Exercise prompt: Return every line of the material exactly.

Supplied records:
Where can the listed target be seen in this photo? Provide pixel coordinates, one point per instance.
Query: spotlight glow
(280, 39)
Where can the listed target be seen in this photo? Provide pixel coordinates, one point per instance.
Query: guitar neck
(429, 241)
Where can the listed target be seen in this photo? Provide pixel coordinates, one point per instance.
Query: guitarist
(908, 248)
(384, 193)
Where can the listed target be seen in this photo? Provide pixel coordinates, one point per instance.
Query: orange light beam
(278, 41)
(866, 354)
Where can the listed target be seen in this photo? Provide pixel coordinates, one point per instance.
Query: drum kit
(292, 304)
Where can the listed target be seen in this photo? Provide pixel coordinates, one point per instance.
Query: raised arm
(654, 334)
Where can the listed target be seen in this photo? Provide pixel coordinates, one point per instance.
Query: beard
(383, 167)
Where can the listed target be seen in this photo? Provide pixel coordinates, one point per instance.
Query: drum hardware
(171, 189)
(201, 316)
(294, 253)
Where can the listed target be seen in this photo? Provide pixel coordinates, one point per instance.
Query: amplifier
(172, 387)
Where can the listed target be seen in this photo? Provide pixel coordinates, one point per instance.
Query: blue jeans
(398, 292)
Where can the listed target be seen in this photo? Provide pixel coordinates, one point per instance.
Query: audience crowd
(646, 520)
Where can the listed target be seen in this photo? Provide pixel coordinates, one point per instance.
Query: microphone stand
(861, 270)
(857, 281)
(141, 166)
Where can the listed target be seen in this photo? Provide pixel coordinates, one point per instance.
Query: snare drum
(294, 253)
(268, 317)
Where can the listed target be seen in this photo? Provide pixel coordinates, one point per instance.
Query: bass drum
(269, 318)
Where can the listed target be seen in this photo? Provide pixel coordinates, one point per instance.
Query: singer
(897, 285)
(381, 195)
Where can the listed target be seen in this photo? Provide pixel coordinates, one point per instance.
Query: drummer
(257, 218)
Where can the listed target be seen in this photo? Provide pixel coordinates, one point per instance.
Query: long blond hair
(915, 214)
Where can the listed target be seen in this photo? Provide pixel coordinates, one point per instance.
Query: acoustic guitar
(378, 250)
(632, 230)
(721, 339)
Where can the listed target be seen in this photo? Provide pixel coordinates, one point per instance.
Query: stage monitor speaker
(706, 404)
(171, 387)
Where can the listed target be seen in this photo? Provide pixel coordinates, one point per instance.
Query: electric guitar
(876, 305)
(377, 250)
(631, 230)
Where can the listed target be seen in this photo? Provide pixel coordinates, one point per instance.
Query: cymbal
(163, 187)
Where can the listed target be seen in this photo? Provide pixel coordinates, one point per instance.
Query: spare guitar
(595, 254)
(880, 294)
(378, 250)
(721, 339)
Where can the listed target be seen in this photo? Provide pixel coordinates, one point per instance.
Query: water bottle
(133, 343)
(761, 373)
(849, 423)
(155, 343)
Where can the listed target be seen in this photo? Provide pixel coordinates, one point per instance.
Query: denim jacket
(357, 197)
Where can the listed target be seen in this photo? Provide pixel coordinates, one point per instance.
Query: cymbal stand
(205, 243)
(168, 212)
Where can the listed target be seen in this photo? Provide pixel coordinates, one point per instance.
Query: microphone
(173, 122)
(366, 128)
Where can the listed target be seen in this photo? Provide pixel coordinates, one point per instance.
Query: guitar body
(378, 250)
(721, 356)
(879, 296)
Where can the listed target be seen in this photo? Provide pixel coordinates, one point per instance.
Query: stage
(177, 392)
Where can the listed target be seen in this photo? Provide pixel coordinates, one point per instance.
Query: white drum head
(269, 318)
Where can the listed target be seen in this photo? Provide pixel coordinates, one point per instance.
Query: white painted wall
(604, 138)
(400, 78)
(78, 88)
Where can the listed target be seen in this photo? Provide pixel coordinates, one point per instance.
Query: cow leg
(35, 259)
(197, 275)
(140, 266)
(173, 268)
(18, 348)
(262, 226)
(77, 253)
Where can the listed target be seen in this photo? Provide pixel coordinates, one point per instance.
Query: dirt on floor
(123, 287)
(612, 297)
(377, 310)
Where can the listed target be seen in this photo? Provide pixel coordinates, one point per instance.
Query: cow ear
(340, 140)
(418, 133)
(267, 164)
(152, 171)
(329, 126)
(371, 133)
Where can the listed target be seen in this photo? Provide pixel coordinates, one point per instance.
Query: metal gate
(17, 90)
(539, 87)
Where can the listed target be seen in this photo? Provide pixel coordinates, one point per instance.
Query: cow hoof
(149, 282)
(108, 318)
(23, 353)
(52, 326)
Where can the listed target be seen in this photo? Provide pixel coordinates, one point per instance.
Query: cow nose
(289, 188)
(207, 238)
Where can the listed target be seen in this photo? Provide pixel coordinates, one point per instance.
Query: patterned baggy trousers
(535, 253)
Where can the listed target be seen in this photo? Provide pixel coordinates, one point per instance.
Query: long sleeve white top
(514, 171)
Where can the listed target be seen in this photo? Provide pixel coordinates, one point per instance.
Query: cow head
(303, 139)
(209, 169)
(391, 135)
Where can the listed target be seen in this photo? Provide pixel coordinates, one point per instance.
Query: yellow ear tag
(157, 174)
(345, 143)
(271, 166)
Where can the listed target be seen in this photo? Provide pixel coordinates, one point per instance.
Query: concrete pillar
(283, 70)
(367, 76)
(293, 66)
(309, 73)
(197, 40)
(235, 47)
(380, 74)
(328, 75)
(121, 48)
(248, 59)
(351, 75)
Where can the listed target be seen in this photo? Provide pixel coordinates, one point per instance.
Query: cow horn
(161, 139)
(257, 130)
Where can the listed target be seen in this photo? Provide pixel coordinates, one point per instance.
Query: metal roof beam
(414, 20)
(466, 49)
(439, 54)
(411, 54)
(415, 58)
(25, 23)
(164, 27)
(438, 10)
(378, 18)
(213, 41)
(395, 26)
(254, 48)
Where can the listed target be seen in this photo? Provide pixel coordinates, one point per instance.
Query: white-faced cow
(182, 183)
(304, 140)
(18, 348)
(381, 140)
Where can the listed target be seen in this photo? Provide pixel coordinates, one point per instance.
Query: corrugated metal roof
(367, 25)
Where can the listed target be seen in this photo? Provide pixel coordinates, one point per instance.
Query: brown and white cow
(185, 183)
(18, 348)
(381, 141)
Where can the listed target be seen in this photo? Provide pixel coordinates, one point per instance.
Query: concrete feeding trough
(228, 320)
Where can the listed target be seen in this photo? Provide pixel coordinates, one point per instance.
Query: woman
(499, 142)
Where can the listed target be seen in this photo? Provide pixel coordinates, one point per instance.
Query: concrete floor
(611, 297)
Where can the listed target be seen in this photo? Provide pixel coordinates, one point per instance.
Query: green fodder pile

The result:
Where can the listed target be seen in this photo? Provide pixel coordinates, one point per instance.
Query: spotlight glow
(280, 39)
Where can the listed target be seen in this photo? Provide pixel coordinates, one point per instance.
Query: guitar neck
(429, 241)
Where can the listed target be seen in this photo? Provide pixel coordinates, one point per instance.
Query: guitarist
(908, 248)
(384, 193)
Where can the listed target be seen in this photo? Provide pixel coordinates, one point per instance.
Query: orange light beam
(278, 41)
(866, 354)
Where can the listed target be seen in this photo? Provide pixel coordinates, one point per instance.
Query: drum kit
(292, 304)
Where can the listed target be seen in this photo? Provide pixel coordinates, one point per instance.
Query: raised arm
(654, 334)
Where can the listed target be seen in this photo? Provide pixel coordinates, one point per instance.
Query: beard
(383, 167)
Where can the listed target be seen in this photo? Provide pixel coordinates, one point per instance.
Query: drum hardware
(171, 189)
(201, 316)
(294, 253)
Where can the listed target be seen in this photo? Provide pixel coordinates, one point per instance.
Query: amplifier
(172, 387)
Where can the listed target be seen in this photo? Provide pixel coordinates, one point per instance.
Query: blue jeans
(398, 292)
Where can the listed target be seen in this photo? Provide pixel coordinates, one point per instance.
Query: audience crowd
(646, 520)
Where can the listed target be seen in this photo? Provide pixel coordinates, one point per instance.
Query: microphone stand
(861, 270)
(857, 281)
(141, 166)
Where can the listed target be seen in this photo? Provide pixel coordinates, one point per instance.
Query: snare drum
(294, 253)
(268, 317)
Where can the listed target be seen in this photo? Provide pixel coordinates, one point per instance.
Query: bass drum
(269, 318)
Where can the listed target be seen in this photo? Provide pixel coordinates, one point per instance.
Query: singer
(897, 285)
(381, 195)
Where can the listed target be seen in this photo? Provide pixel coordinates, one point per instance.
Query: drummer
(257, 218)
Where can the listed target be seen in this photo? Provide pixel coordinates, one point per instance.
Query: long blond hair
(915, 214)
Where can the listed target be seen in this photo? Provide pixel coordinates, one point per instance.
Query: acoustic guitar
(378, 250)
(632, 230)
(721, 339)
Where can the listed target be seen in this photo? Provide pixel coordinates, one point per instance.
Query: stage monitor speaker
(706, 404)
(171, 387)
Where can the listed target be seen in this photo? Provide pixel coordinates, one point per instance.
Query: electric guitar
(876, 305)
(377, 250)
(631, 230)
Where can the listed target be seen in this photo? Provide pixel coordinates, one point per instance.
Query: cymbal
(163, 187)
Where can the listed target be seen in this photo? Provide pixel coordinates, one point per instance.
Query: spare guitar
(595, 254)
(880, 294)
(378, 250)
(721, 339)
Where can the listed target be seen in this photo? Provide pixel coordinates, one point per instance.
Query: water bottle
(133, 343)
(761, 373)
(849, 423)
(155, 343)
Where can the listed target be seen in this photo? Provide pixel coordinates, one point per instance.
Query: denim jacket
(357, 197)
Where can the listed target be seen in this photo? Provide pixel coordinates, one point per instance.
Query: cymbal stand
(205, 243)
(168, 212)
Where can the listed target be seen in this photo? Provide pixel coordinates, one point per instance.
Query: microphone
(173, 122)
(366, 128)
Where can the listed target be seen in this photo? Provide pixel coordinates, one point per instance.
Query: guitar body
(378, 250)
(721, 356)
(879, 296)
Where can the listed target be seen in this photo? Provide pixel coordinates, one point per instance.
Query: stage
(177, 392)
Where can the listed target be seen in this photo? Provide pixel coordinates, one point per instance.
Query: white drum head
(269, 318)
Where can the listed target be seen in this photo? Provide pixel coordinates, one point per instance.
Query: white painted wall
(604, 138)
(400, 78)
(78, 88)
Where can the listed target be seen in this photo? Provide pixel coordinates, one point per instance.
Query: cow leg
(35, 259)
(197, 275)
(140, 266)
(173, 268)
(18, 348)
(262, 226)
(77, 253)
Where can the listed target be seen in this photo? Provide pixel coordinates, one point per instance.
Query: dirt on floor
(123, 287)
(612, 297)
(377, 310)
Where can the listed target be seen in this photo? Provide pixel coordinates, one point per instance.
Query: cow ear
(340, 140)
(418, 133)
(267, 164)
(152, 171)
(329, 126)
(371, 133)
Where can the listed target be seen in this photo? Provide pixel coordinates, one point per instance.
Query: metal gate
(17, 90)
(539, 87)
Where can the listed target be seen in this photo? Provide pixel coordinates, one point per instance.
Query: cow hoof
(149, 282)
(108, 318)
(23, 353)
(52, 326)
Where can the listed target be seen in this photo? Provide pixel coordinates, one point per instance.
Query: cow nose
(289, 188)
(207, 238)
Where can the listed target be seen in this photo? Provide pixel coordinates, one point per instance.
Query: patterned baggy trousers
(535, 253)
Where can the listed target be seen in this photo? Provide pixel coordinates, one point per instance.
Query: long sleeve white top
(514, 171)
Where can the listed target be seen in this photo? Provide pixel coordinates, one point per instance.
Query: cow head
(303, 139)
(209, 169)
(391, 135)
Where can the listed target be seen in this photo? Provide pixel coordinates, one point per instance.
Query: yellow ear tag
(157, 174)
(345, 143)
(271, 166)
Where can the listed target be seen in this photo? Provide pixel coordinates, one point per instance.
Query: concrete pillar
(283, 70)
(367, 76)
(293, 66)
(309, 73)
(197, 40)
(235, 47)
(380, 74)
(328, 75)
(121, 48)
(248, 59)
(351, 75)
Where can the listed target be seen in this photo? Provide pixel coordinates, one point per instance.
Query: cow horn
(161, 139)
(257, 130)
Where can the listed target be seen in this photo? Provide pixel coordinates, one point per instance.
Query: metal roof beam
(414, 20)
(466, 49)
(439, 54)
(411, 54)
(415, 58)
(25, 23)
(164, 27)
(438, 10)
(378, 18)
(213, 41)
(395, 26)
(254, 48)
Where can the listed target be seen in this photo? Provide pixel coordinates, one point per instance.
Query: white-faced cow
(182, 183)
(304, 140)
(18, 348)
(381, 140)
Where can the listed target be seen in this photo? Provide pixel coordinates, one point per instance.
Query: corrugated metal roof
(367, 25)
Where can the listed target be seen in this photo? Provide pixel coordinates, one point per instance.
Query: brown and white cow
(185, 183)
(18, 348)
(381, 141)
Where can the listed target be seen in this photo? Provide pixel coordinates, one point per instance.
Query: concrete feeding trough
(228, 320)
Where can the listed target be seen in this photo? Provide pixel coordinates, one point per instance.
Query: woman
(499, 142)
Where can the listed target be seen in this photo? Provide pixel coordinates, one point per instance.
Query: concrete floor
(611, 297)
Where can the listed target be seen in this photo? Provide pixel coordinates, one point per instance.
Query: green fodder pile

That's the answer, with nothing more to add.